• _TASK OBJECTIVE_
What's needed is an exact copy of the lines from the one that contains "Target: player's hand" to the end of the data below, leaving the pictures out.

***** MATERIAL PROVIDED *****

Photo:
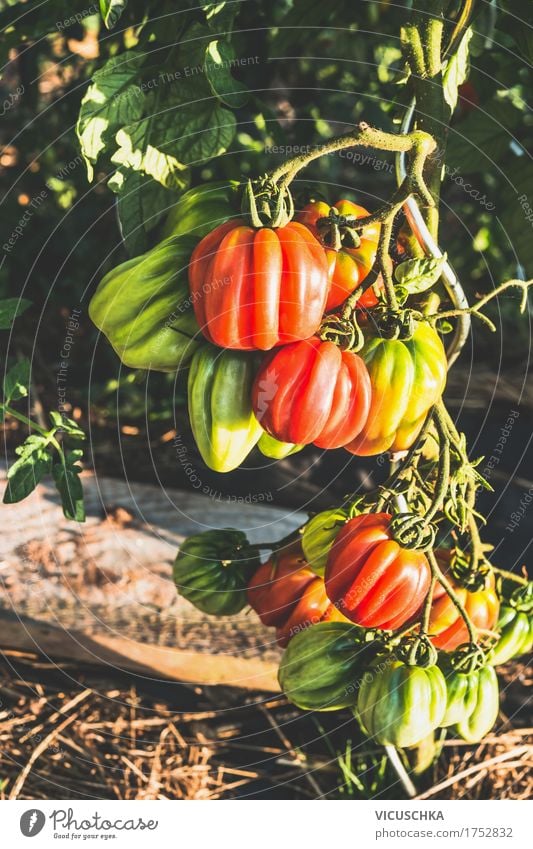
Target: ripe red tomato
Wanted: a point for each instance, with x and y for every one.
(446, 623)
(373, 580)
(287, 595)
(312, 391)
(348, 266)
(254, 289)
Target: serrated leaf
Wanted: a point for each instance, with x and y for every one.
(26, 472)
(112, 100)
(220, 16)
(147, 147)
(10, 308)
(141, 203)
(66, 425)
(111, 10)
(16, 381)
(418, 275)
(180, 133)
(219, 59)
(68, 484)
(456, 70)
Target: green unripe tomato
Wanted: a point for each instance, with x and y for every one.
(220, 407)
(322, 666)
(319, 535)
(212, 569)
(143, 306)
(400, 705)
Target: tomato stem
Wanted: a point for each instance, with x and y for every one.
(476, 308)
(443, 581)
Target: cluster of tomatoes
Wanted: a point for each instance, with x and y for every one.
(241, 310)
(267, 289)
(337, 595)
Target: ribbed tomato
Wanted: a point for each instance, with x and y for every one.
(446, 623)
(373, 580)
(347, 266)
(257, 288)
(312, 391)
(288, 596)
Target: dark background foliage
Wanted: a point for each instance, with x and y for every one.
(305, 71)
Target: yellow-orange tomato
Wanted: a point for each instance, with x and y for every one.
(347, 266)
(446, 623)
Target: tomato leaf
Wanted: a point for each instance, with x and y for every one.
(219, 58)
(456, 71)
(16, 381)
(10, 308)
(67, 481)
(26, 472)
(112, 100)
(418, 275)
(111, 10)
(219, 16)
(66, 425)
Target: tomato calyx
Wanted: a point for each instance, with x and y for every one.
(265, 204)
(342, 331)
(416, 650)
(467, 658)
(413, 531)
(338, 231)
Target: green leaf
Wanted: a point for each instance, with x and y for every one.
(111, 10)
(418, 275)
(141, 204)
(112, 100)
(179, 133)
(67, 481)
(220, 16)
(10, 308)
(456, 70)
(26, 472)
(518, 24)
(16, 381)
(483, 137)
(219, 59)
(516, 216)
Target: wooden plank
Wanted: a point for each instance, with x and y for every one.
(149, 661)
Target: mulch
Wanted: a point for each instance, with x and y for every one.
(70, 733)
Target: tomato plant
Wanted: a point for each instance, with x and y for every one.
(350, 256)
(448, 627)
(407, 378)
(371, 578)
(318, 537)
(311, 391)
(220, 407)
(472, 702)
(288, 596)
(258, 288)
(398, 704)
(211, 570)
(516, 635)
(202, 208)
(322, 666)
(143, 308)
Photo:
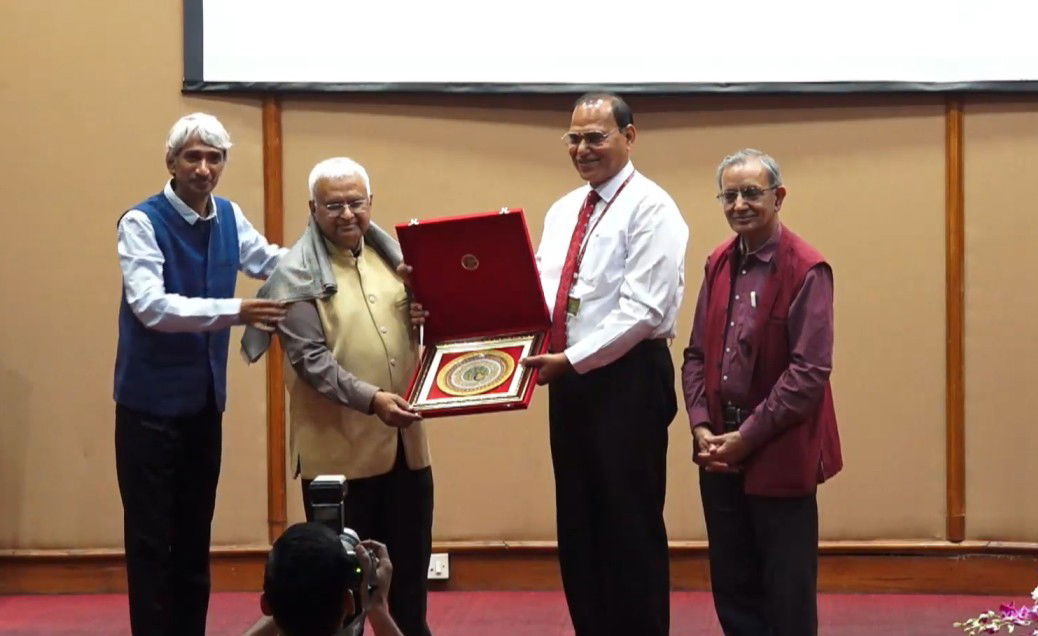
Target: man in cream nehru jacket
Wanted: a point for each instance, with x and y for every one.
(353, 351)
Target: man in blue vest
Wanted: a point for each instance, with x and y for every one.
(180, 252)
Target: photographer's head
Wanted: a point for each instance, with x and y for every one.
(306, 583)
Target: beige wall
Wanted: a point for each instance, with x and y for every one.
(1002, 301)
(89, 90)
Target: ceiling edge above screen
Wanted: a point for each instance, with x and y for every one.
(193, 30)
(195, 84)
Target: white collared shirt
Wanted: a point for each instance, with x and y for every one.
(632, 276)
(141, 261)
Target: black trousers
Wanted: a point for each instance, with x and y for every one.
(167, 468)
(395, 508)
(763, 558)
(608, 449)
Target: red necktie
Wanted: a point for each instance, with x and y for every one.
(569, 274)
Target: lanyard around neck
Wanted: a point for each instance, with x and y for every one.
(586, 241)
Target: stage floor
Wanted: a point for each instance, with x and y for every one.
(508, 613)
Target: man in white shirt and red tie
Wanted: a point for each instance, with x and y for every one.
(611, 264)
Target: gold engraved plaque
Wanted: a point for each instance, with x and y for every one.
(475, 372)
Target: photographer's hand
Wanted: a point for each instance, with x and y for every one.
(378, 609)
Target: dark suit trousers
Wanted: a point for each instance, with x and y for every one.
(608, 449)
(763, 558)
(395, 508)
(168, 469)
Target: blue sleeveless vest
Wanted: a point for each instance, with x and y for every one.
(170, 374)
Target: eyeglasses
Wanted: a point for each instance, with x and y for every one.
(750, 194)
(337, 208)
(593, 139)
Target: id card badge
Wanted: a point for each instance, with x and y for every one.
(572, 304)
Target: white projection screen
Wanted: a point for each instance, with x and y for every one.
(632, 46)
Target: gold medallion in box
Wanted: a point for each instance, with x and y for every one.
(474, 372)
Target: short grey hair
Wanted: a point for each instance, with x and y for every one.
(338, 167)
(205, 127)
(746, 155)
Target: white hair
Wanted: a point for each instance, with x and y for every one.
(338, 167)
(205, 127)
(746, 155)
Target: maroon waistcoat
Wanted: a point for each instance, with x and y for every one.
(797, 460)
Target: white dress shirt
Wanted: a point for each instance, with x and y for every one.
(632, 276)
(141, 261)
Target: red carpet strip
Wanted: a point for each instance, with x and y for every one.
(508, 613)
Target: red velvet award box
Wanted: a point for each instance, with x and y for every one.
(476, 277)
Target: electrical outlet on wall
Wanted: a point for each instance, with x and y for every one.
(438, 567)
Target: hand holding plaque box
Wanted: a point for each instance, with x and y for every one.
(476, 277)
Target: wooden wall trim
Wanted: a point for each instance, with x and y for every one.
(955, 320)
(876, 567)
(274, 228)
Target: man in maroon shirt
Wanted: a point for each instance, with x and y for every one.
(756, 380)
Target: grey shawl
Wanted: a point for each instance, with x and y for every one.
(304, 273)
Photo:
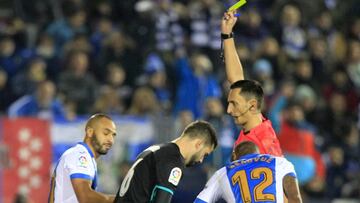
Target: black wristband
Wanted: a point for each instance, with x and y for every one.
(227, 36)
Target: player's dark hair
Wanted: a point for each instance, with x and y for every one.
(203, 129)
(95, 118)
(250, 89)
(245, 148)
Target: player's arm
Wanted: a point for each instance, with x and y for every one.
(234, 69)
(85, 194)
(291, 189)
(162, 195)
(212, 191)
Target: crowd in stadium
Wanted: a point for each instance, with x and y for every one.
(160, 59)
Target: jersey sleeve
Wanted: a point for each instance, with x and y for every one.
(80, 165)
(169, 171)
(285, 167)
(212, 191)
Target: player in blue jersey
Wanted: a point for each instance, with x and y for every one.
(253, 177)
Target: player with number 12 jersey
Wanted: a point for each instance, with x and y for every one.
(252, 178)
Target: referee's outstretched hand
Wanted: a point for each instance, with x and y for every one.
(228, 22)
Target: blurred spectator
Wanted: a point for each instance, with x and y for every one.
(76, 85)
(196, 83)
(353, 67)
(26, 81)
(307, 98)
(169, 34)
(303, 74)
(7, 56)
(297, 140)
(109, 101)
(354, 33)
(340, 83)
(292, 35)
(45, 48)
(115, 79)
(119, 48)
(42, 104)
(144, 103)
(156, 78)
(205, 16)
(204, 29)
(6, 96)
(184, 118)
(63, 30)
(79, 43)
(269, 50)
(102, 29)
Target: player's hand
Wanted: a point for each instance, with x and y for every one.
(228, 22)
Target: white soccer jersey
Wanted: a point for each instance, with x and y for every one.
(253, 177)
(76, 162)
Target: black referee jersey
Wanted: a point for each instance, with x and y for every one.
(157, 169)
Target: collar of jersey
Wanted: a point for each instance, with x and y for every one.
(87, 147)
(248, 156)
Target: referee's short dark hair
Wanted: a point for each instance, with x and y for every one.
(203, 129)
(250, 89)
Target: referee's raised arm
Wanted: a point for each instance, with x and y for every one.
(234, 69)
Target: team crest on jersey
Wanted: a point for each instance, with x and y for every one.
(175, 176)
(83, 162)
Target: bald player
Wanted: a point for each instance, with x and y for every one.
(75, 175)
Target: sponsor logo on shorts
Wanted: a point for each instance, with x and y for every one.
(175, 176)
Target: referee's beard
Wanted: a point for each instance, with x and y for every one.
(99, 148)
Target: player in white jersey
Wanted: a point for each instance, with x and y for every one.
(75, 175)
(253, 177)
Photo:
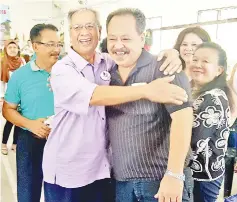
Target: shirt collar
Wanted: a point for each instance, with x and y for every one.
(144, 59)
(80, 62)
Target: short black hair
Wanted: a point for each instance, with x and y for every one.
(35, 31)
(136, 13)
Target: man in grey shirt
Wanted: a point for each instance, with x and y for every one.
(149, 140)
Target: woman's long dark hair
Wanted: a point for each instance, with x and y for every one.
(201, 33)
(220, 81)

*****

• _THE COMPLETED TASK_
Target: player's hand
Wanted: a point for each instance, with x and y for every one.
(228, 22)
Target: white soccer jersey
Wanted: a point for each instance, with x and y for every one.
(253, 177)
(76, 162)
Target: black referee jersey
Wanted: a point for each instance, with x and y for every one.
(157, 169)
Target: collar of jersey
Wanted: a point for each instance, with x and y for every one.
(87, 147)
(248, 156)
Target: referee's short dark hair
Wanted: a point for each instance, with x and y for every one.
(203, 129)
(250, 89)
Target: referee's raised arm
Wanted: a point for each instance, with x and y for every one.
(234, 69)
Target: team crest on jersey
Wanted: a point for each instance, with x and y for every one.
(175, 176)
(83, 162)
Target: bald player
Wanted: a point for each instance, with x and y for every one.
(75, 175)
Target: sponsor logo on shorts
Wanted: a point for each instance, with x and y for every one.
(175, 176)
Target: referee's beard
Wanted: a point for each instance, with x and y for every one.
(99, 148)
Target: player in white jersey
Wanted: a point for each instance, with x and y for every one.
(75, 175)
(253, 177)
Photo:
Target: shirt collar
Wanted: a point for each instance, with x and y for every one.
(144, 59)
(80, 62)
Target: short black hair
Wanted: a point for each instance, with x and y for every one.
(35, 31)
(136, 13)
Target: man in grey shirt
Wanted: a point for each instance, with x and y for every one.
(149, 140)
Target: woman's long dark hair
Wanted: a point for each instance, with x and y for every one.
(201, 33)
(220, 81)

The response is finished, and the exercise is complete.